In the data, extract each line that holds the string "before".

○ ○ ○ ○ ○ ○ ○

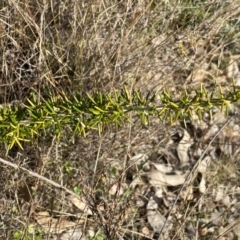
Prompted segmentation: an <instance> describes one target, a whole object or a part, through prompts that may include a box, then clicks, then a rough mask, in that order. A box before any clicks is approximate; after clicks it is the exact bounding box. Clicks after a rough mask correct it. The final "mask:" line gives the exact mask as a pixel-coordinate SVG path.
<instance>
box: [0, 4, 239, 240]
mask: <svg viewBox="0 0 240 240" xmlns="http://www.w3.org/2000/svg"><path fill="white" fill-rule="evenodd" d="M146 2H147V1H141V0H138V1H132V0H130V1H115V0H111V1H110V0H106V1H89V0H86V1H83V0H70V1H67V0H63V1H61V2H59V1H57V0H51V1H45V0H42V1H41V0H37V1H30V0H25V1H17V0H4V1H2V2H1V3H0V52H1V58H0V66H1V69H0V81H1V82H0V91H1V95H0V101H1V103H2V104H3V103H9V102H13V101H17V102H19V101H20V102H24V101H25V99H26V98H27V97H28V96H29V93H30V91H35V92H37V93H38V96H39V99H41V98H44V97H46V96H49V95H57V94H58V93H59V92H60V91H64V92H66V94H73V93H75V92H80V93H81V92H86V91H87V92H94V91H103V92H109V91H111V90H112V89H113V88H117V89H118V88H122V87H123V86H126V87H127V88H129V89H132V88H134V89H141V90H143V91H148V90H150V91H160V90H161V89H163V88H164V87H165V86H169V87H171V88H173V89H178V88H181V87H182V86H183V85H190V84H191V83H193V84H197V83H198V81H202V79H203V77H202V76H200V77H199V78H198V80H196V79H195V80H196V81H195V82H194V80H193V78H192V77H191V74H192V72H193V71H194V70H196V69H197V68H198V67H200V68H201V66H202V65H203V64H204V63H205V62H206V61H207V62H214V63H215V64H217V65H218V66H219V68H222V69H221V70H222V71H224V68H226V64H223V61H224V56H225V54H229V53H231V54H232V55H236V54H239V53H240V49H239V21H240V19H239V12H240V10H239V9H240V8H239V7H240V5H239V3H238V1H232V2H227V1H226V2H223V1H217V0H216V1H208V0H207V1H187V0H186V1H182V2H181V3H179V1H157V0H151V1H149V2H148V3H146ZM193 2H194V3H193ZM204 77H205V75H204ZM130 117H131V116H130ZM132 119H133V121H134V123H136V125H135V126H132V125H130V124H126V126H123V128H121V129H119V130H118V131H117V132H116V131H115V130H114V129H109V130H106V131H105V132H104V133H103V134H102V135H101V136H98V135H97V133H95V132H92V133H89V134H88V136H87V137H86V138H85V139H83V138H81V137H76V138H75V139H73V138H72V137H71V134H70V133H67V132H66V134H65V136H64V137H62V139H61V140H60V142H57V141H56V139H55V136H51V135H47V136H39V137H38V138H36V139H35V140H34V141H33V142H31V143H27V144H25V146H24V151H22V150H20V149H18V148H14V149H12V150H11V151H10V152H9V155H8V156H6V157H5V158H6V159H7V160H9V161H12V162H14V163H16V164H19V165H21V166H22V167H25V168H27V169H29V170H31V171H34V172H36V173H38V174H40V175H42V176H45V177H46V178H48V179H50V180H52V181H54V182H57V183H59V184H62V185H64V186H66V187H67V188H69V189H71V190H73V189H74V187H77V188H79V189H80V190H81V191H82V194H83V195H84V196H85V198H86V199H87V201H88V202H89V204H90V207H91V209H92V211H93V212H94V213H95V215H94V216H90V217H88V218H87V219H86V221H85V222H84V224H82V225H81V228H82V229H83V231H85V232H86V233H87V234H89V230H91V229H93V230H94V234H95V237H96V238H95V239H151V237H150V235H151V234H150V233H149V236H148V233H147V232H148V230H149V229H151V228H150V227H149V225H148V224H147V223H146V210H145V209H144V208H140V209H138V208H137V207H136V206H135V204H136V202H135V197H136V195H138V194H139V195H143V194H144V191H143V190H142V189H141V188H140V187H139V189H137V190H136V193H132V192H131V190H130V188H129V184H130V183H131V182H132V180H133V178H134V177H135V176H136V175H137V173H138V171H139V169H136V168H135V167H134V166H131V167H129V168H127V167H128V165H127V163H128V160H129V158H130V157H131V156H134V155H136V154H138V153H146V152H148V151H152V149H153V148H154V147H157V146H158V145H159V142H160V143H161V141H162V140H163V135H164V130H163V129H164V125H163V124H162V123H159V122H158V120H154V119H153V123H152V125H151V126H150V128H149V130H147V129H142V128H141V126H140V125H139V124H138V120H136V119H134V117H132ZM1 149H2V151H1V155H2V157H3V156H5V148H4V146H1ZM118 161H120V162H124V166H125V169H118ZM0 171H1V181H0V184H1V194H0V211H1V216H0V219H1V221H0V229H1V231H0V236H1V238H2V239H13V235H14V234H16V233H21V234H20V238H17V239H37V238H36V237H35V238H33V235H32V234H30V233H29V231H30V230H29V226H30V227H32V226H34V227H33V228H34V231H35V233H36V235H39V236H41V237H40V238H39V239H50V235H51V233H50V232H48V231H46V230H45V232H44V233H42V232H41V231H42V227H41V225H39V224H37V221H36V215H37V213H38V212H41V211H47V212H49V213H50V214H51V216H52V217H54V218H59V217H62V216H64V217H65V219H67V220H71V221H73V222H74V221H75V222H76V221H77V220H78V216H76V212H78V209H76V208H74V206H72V205H71V204H69V202H68V201H67V200H66V193H65V192H64V191H61V190H59V189H56V188H54V187H53V186H51V185H50V184H46V183H45V182H43V181H41V180H40V179H38V178H33V177H30V176H29V175H28V174H26V172H23V171H20V170H15V169H12V168H10V167H7V166H3V165H2V166H1V167H0ZM124 184H125V185H126V188H125V189H124V191H125V195H123V196H122V197H119V196H118V194H117V193H118V191H122V186H124ZM113 186H114V187H116V188H117V191H116V194H113V195H110V194H109V191H110V190H111V188H112V187H113ZM148 197H149V196H148V195H146V196H145V195H143V196H141V198H142V200H143V201H145V202H147V199H148ZM186 208H187V209H191V206H186ZM182 211H184V209H183V210H182ZM187 214H188V213H187V212H186V215H187ZM176 224H178V225H177V226H179V227H180V225H181V224H180V223H179V222H178V223H177V222H176ZM145 225H147V228H145V229H144V227H145ZM149 231H150V230H149ZM101 234H102V235H101ZM176 234H177V233H176ZM15 236H16V235H15ZM97 236H98V237H99V238H97ZM101 236H102V237H103V238H100V237H101ZM28 237H32V238H28ZM175 239H184V238H183V236H182V233H179V235H178V237H175Z"/></svg>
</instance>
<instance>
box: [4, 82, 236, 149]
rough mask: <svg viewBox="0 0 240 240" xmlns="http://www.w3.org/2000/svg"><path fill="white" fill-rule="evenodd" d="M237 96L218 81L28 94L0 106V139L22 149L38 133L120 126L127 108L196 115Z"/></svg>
mask: <svg viewBox="0 0 240 240" xmlns="http://www.w3.org/2000/svg"><path fill="white" fill-rule="evenodd" d="M239 101H240V88H239V87H237V86H234V85H233V86H232V87H231V88H225V89H224V90H223V88H222V87H221V86H219V87H218V88H217V89H215V90H213V91H211V92H209V91H207V90H206V88H205V87H203V86H200V88H199V89H198V90H196V89H195V90H191V89H186V90H185V91H183V92H181V93H180V94H179V96H178V97H174V94H173V93H170V92H169V91H168V90H167V89H165V90H164V91H163V92H161V93H157V94H156V93H155V94H154V93H148V94H143V93H141V92H139V91H132V92H129V91H128V90H127V89H126V88H124V89H123V90H122V91H114V92H113V93H110V94H102V93H96V94H94V95H90V94H86V95H85V96H81V95H75V96H73V97H71V98H70V97H67V96H66V95H65V94H64V93H62V94H60V95H59V96H57V97H49V98H48V99H44V100H42V101H39V100H38V98H37V96H36V94H35V93H31V96H30V97H29V98H28V99H27V101H26V103H24V104H19V105H16V104H15V105H14V104H8V105H2V106H1V108H0V129H1V136H0V141H1V142H3V143H5V144H6V146H7V148H8V149H11V148H12V147H13V146H14V145H15V144H17V145H18V146H20V147H21V148H22V144H21V143H22V142H23V141H30V140H31V139H32V138H33V137H34V136H36V135H40V134H43V133H44V134H53V135H57V137H60V136H61V134H62V133H63V131H64V130H67V129H70V131H71V133H72V135H83V136H85V135H86V132H87V131H88V130H90V129H95V130H98V131H99V132H101V131H102V130H103V127H104V126H108V125H109V124H115V125H116V127H118V126H120V125H121V124H123V123H124V122H125V121H126V120H129V119H128V113H129V112H136V113H138V114H139V116H140V118H141V121H142V123H143V124H148V123H149V117H150V116H158V117H159V118H160V119H161V120H162V121H170V122H171V123H172V122H174V121H177V120H178V119H183V120H186V119H187V118H191V117H192V115H193V112H195V113H197V115H198V117H199V118H200V119H201V118H202V113H203V112H206V111H208V112H211V110H212V108H213V107H220V108H221V110H225V111H226V113H228V110H229V106H230V104H232V103H235V102H239Z"/></svg>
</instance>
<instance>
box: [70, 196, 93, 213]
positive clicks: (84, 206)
mask: <svg viewBox="0 0 240 240" xmlns="http://www.w3.org/2000/svg"><path fill="white" fill-rule="evenodd" d="M67 198H68V200H69V201H70V202H71V203H72V204H73V205H74V206H76V207H77V208H78V209H79V210H81V211H82V212H83V213H85V214H87V215H92V211H91V209H90V208H89V207H88V205H87V201H86V200H85V198H84V197H81V200H80V199H79V198H77V197H76V196H73V195H69V196H68V197H67Z"/></svg>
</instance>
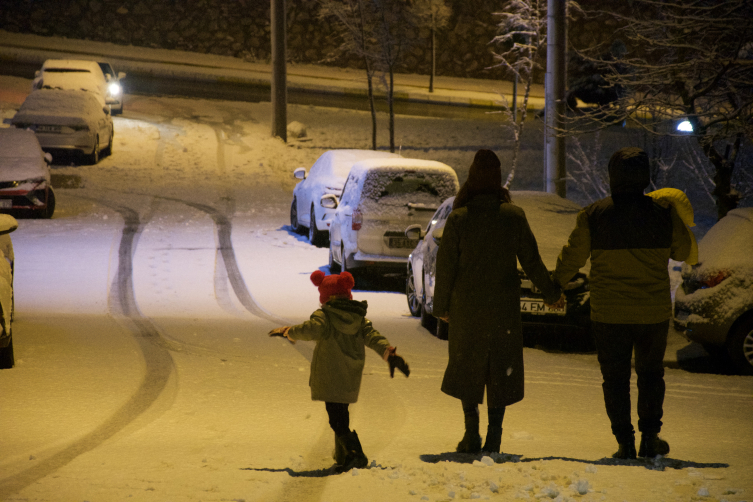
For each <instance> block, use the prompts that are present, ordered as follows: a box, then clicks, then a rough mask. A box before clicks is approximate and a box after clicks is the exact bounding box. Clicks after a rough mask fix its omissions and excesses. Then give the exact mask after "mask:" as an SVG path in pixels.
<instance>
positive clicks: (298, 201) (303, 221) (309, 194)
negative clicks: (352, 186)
mask: <svg viewBox="0 0 753 502" xmlns="http://www.w3.org/2000/svg"><path fill="white" fill-rule="evenodd" d="M377 158H399V155H397V154H394V153H390V152H380V151H374V150H349V149H343V150H328V151H326V152H324V153H323V154H322V155H321V156H320V157H319V158H318V159H317V160H316V162H314V165H313V166H311V170H310V171H309V172H308V173H307V172H306V168H305V167H299V168H298V169H296V170H295V171H293V176H294V177H295V178H296V179H299V180H301V181H300V182H299V183H298V184H297V185H296V186H295V188H294V189H293V202H292V203H291V205H290V226H291V228H292V229H293V231H294V232H297V233H303V232H304V231H305V230H306V228H308V236H309V241H310V242H311V243H312V244H314V245H316V246H326V245H327V243H328V242H327V241H328V239H329V227H330V224H331V223H332V217H333V216H334V214H335V210H334V209H330V208H326V207H323V206H322V205H321V204H319V200H320V199H321V198H322V196H323V195H327V194H329V195H333V196H335V197H336V198H339V197H340V194H341V193H342V189H343V185H344V184H345V179H346V178H347V177H348V173H349V172H350V168H351V166H353V164H355V163H357V162H359V161H361V160H367V159H377Z"/></svg>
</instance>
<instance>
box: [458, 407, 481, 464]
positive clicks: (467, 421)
mask: <svg viewBox="0 0 753 502" xmlns="http://www.w3.org/2000/svg"><path fill="white" fill-rule="evenodd" d="M463 415H464V416H465V435H464V436H463V439H461V440H460V442H459V443H458V447H457V449H456V450H455V451H457V452H458V453H478V452H480V451H481V436H480V435H479V433H478V405H476V403H473V404H469V403H465V402H463Z"/></svg>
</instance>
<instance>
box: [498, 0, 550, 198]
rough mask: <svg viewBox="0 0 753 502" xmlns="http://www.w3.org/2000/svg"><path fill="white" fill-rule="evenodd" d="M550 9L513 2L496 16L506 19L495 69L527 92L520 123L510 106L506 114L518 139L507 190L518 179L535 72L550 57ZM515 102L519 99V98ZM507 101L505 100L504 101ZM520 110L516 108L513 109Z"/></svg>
mask: <svg viewBox="0 0 753 502" xmlns="http://www.w3.org/2000/svg"><path fill="white" fill-rule="evenodd" d="M546 6H547V0H509V1H508V2H507V3H506V4H505V6H504V10H503V11H502V12H499V13H495V15H497V16H500V17H501V18H502V20H501V21H500V23H499V29H500V33H501V34H500V35H497V36H496V37H494V39H493V40H492V43H494V44H496V45H498V46H499V47H501V48H502V49H503V51H502V52H500V53H496V52H495V53H494V59H495V60H497V61H499V64H497V65H494V66H493V67H503V68H505V69H507V70H508V71H509V72H510V73H512V75H513V76H514V77H515V78H516V79H518V80H520V81H521V82H522V83H523V86H524V88H525V92H524V94H523V106H522V107H521V116H520V119H518V117H517V113H516V114H515V115H516V116H513V114H512V112H511V111H510V109H511V107H510V106H509V105H508V106H506V110H505V112H504V113H505V114H506V115H507V116H508V118H509V121H510V123H511V126H510V127H511V129H512V134H513V139H514V145H513V153H512V161H511V163H510V173H509V174H508V176H507V181H506V182H505V187H506V188H509V187H510V185H511V184H512V181H513V179H514V178H515V169H516V167H517V162H518V154H519V153H520V143H521V138H522V135H523V128H524V127H525V122H526V117H527V115H528V99H529V97H530V95H531V87H532V85H533V75H534V71H536V70H538V69H542V64H541V59H542V58H544V57H545V56H546V33H547V31H546V23H547V18H546ZM513 99H517V96H514V97H513ZM503 100H505V98H504V97H503ZM516 108H517V107H513V109H516Z"/></svg>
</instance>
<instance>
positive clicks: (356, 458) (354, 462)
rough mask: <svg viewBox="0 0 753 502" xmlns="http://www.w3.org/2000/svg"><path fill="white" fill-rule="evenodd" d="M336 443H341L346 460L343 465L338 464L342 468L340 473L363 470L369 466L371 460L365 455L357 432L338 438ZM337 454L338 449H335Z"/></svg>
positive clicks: (342, 436)
mask: <svg viewBox="0 0 753 502" xmlns="http://www.w3.org/2000/svg"><path fill="white" fill-rule="evenodd" d="M335 441H336V442H338V443H340V447H341V448H342V449H343V450H344V452H345V458H344V459H343V461H342V463H340V462H338V464H339V465H340V466H341V467H340V469H339V470H340V472H346V471H349V470H351V469H353V468H354V467H356V468H358V469H363V468H364V467H366V466H367V465H369V459H368V458H366V455H365V454H364V453H363V448H362V447H361V441H360V440H359V439H358V434H356V431H350V432H348V433H347V434H345V435H343V436H336V437H335ZM335 452H337V448H335Z"/></svg>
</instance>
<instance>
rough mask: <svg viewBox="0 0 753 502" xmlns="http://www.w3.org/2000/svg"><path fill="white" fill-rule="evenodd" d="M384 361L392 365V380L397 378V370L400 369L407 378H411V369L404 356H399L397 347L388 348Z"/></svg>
mask: <svg viewBox="0 0 753 502" xmlns="http://www.w3.org/2000/svg"><path fill="white" fill-rule="evenodd" d="M383 359H384V360H385V361H387V364H389V365H390V378H395V368H397V369H399V370H400V371H401V372H402V373H403V375H405V376H406V378H407V377H409V376H410V367H409V366H408V363H407V362H405V359H403V356H399V355H397V347H387V350H385V351H384V356H383Z"/></svg>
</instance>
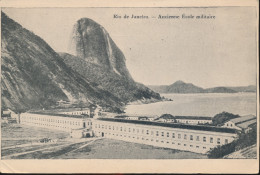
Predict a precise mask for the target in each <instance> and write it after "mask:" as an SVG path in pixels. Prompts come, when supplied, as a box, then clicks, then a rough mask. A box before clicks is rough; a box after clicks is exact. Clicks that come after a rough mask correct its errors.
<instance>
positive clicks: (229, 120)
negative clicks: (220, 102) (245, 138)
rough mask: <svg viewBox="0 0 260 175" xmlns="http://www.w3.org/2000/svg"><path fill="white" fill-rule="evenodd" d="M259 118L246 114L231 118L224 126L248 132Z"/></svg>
mask: <svg viewBox="0 0 260 175" xmlns="http://www.w3.org/2000/svg"><path fill="white" fill-rule="evenodd" d="M256 122H257V119H256V116H254V115H246V116H242V117H238V118H234V119H231V120H229V121H227V122H226V123H224V125H223V126H222V127H225V128H233V129H237V130H239V131H244V132H248V131H249V130H250V126H252V125H254V124H256Z"/></svg>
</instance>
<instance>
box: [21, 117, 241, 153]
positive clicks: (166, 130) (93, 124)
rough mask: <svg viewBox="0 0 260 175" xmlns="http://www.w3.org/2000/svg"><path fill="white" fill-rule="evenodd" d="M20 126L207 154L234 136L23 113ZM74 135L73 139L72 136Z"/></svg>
mask: <svg viewBox="0 0 260 175" xmlns="http://www.w3.org/2000/svg"><path fill="white" fill-rule="evenodd" d="M20 122H21V123H22V124H27V125H31V126H38V127H44V128H50V129H58V130H63V131H67V132H70V133H71V132H72V131H73V130H75V131H77V132H76V133H78V134H79V136H76V135H77V134H76V133H74V136H75V137H81V133H80V131H79V130H80V129H82V131H83V130H84V129H88V130H91V131H92V132H93V133H94V136H98V137H105V138H110V139H116V140H124V141H128V142H134V143H141V144H148V145H153V146H158V147H164V148H171V149H178V150H185V151H191V152H196V153H203V154H205V153H207V152H208V151H209V150H210V149H211V148H214V147H216V146H218V145H224V144H227V143H230V142H232V141H233V140H234V139H235V138H236V136H237V134H236V130H235V129H232V128H218V127H210V126H197V125H186V124H172V123H158V122H153V121H142V120H127V119H114V118H97V119H94V118H91V119H90V118H82V117H81V116H66V115H57V114H53V115H51V114H39V113H23V114H21V116H20ZM75 134H76V135H75Z"/></svg>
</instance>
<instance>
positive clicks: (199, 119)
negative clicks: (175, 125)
mask: <svg viewBox="0 0 260 175" xmlns="http://www.w3.org/2000/svg"><path fill="white" fill-rule="evenodd" d="M174 117H175V118H176V119H189V120H212V118H211V117H201V116H174Z"/></svg>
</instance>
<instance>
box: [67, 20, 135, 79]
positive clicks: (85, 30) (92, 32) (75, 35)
mask: <svg viewBox="0 0 260 175" xmlns="http://www.w3.org/2000/svg"><path fill="white" fill-rule="evenodd" d="M70 52H71V53H72V54H73V55H75V56H78V57H80V58H83V59H85V60H86V61H88V62H91V63H95V64H97V65H99V66H101V67H103V68H105V69H107V70H110V71H112V72H114V73H116V74H118V75H120V76H127V77H130V74H129V72H128V70H127V68H126V65H125V57H124V55H123V53H122V52H121V50H120V49H119V48H118V47H117V46H116V44H115V43H114V41H113V40H112V39H111V38H110V36H109V34H108V32H107V31H106V30H105V29H104V28H103V27H102V26H101V25H99V24H98V23H96V22H95V21H93V20H91V19H89V18H81V19H80V20H78V21H77V22H76V24H75V25H74V27H73V32H72V35H71V42H70Z"/></svg>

○ ○ ○ ○ ○ ○ ○

# [THE COMPLETED TASK]
Prompted segmentation: an <instance> describes one target, a whole object or a part, through prompts that may include a box, then clicks, then a rough mask, in that order. A box before any clicks is approximate; after clicks it is the exact bounding box. Clicks after a rough mask correct it. The final "mask:" line gives the exact mask as a pixel-coordinate SVG path.
For each <instance> block, use the prompts that are present, ordered as follows: a box, then clicks, then a rough mask. A box before clicks is approximate and a box after clicks is the exact bounding box. Clicks after a rough mask fix its omissions and excesses. Then give the exact mask after "mask:" as an SVG path in pixels.
Predict a precise mask for the target in each <instance> and write it after "mask:" as an SVG path in pixels. Prompts come, when supplied, as a box, then clicks, then a rough mask. A box before clicks is rough; a box after clicks is exact. Clicks that come after a rough mask correct its errors.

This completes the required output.